> **TASK STATEMENT**: Copy out every one of the lines below word for word.

> **Entries for pointing and labeling**:
= = =
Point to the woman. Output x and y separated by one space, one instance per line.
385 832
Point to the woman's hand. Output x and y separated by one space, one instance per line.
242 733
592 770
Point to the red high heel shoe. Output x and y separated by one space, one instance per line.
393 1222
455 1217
= = =
> **WORKED SOLUTION**:
Point to the woman. Output x and y separated by one space, one instance per line.
385 832
Point to the woman's hand. Output x and y separated by one space, one instance per line.
242 733
592 770
Point to the red high heel shoe. Output x and y separated by one space, one instance per line.
393 1222
455 1217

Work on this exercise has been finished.